Work required: Report each line in the rows below that contains the string "brown", copied in full. Matching is case-sensitive.

==== Stored records

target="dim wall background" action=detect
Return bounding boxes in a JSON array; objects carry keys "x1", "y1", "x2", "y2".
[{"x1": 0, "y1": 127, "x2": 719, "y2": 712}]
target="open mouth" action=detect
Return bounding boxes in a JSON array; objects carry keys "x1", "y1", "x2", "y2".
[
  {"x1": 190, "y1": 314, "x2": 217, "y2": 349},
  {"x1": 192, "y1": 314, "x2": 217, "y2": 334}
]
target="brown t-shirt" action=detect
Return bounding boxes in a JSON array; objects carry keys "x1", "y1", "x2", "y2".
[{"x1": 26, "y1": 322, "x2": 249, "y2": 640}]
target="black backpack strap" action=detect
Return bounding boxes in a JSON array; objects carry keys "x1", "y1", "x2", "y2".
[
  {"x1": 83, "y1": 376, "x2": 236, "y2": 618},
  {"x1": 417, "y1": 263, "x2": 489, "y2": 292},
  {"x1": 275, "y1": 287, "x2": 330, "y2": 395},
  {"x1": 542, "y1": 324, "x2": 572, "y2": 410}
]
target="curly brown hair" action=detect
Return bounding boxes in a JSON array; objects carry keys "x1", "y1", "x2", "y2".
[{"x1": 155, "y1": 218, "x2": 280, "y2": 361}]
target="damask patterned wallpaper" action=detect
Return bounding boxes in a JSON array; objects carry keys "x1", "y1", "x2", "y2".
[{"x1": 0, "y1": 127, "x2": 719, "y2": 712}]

========

Right answer:
target="brown t-shirt" action=detect
target="curly brown hair" action=detect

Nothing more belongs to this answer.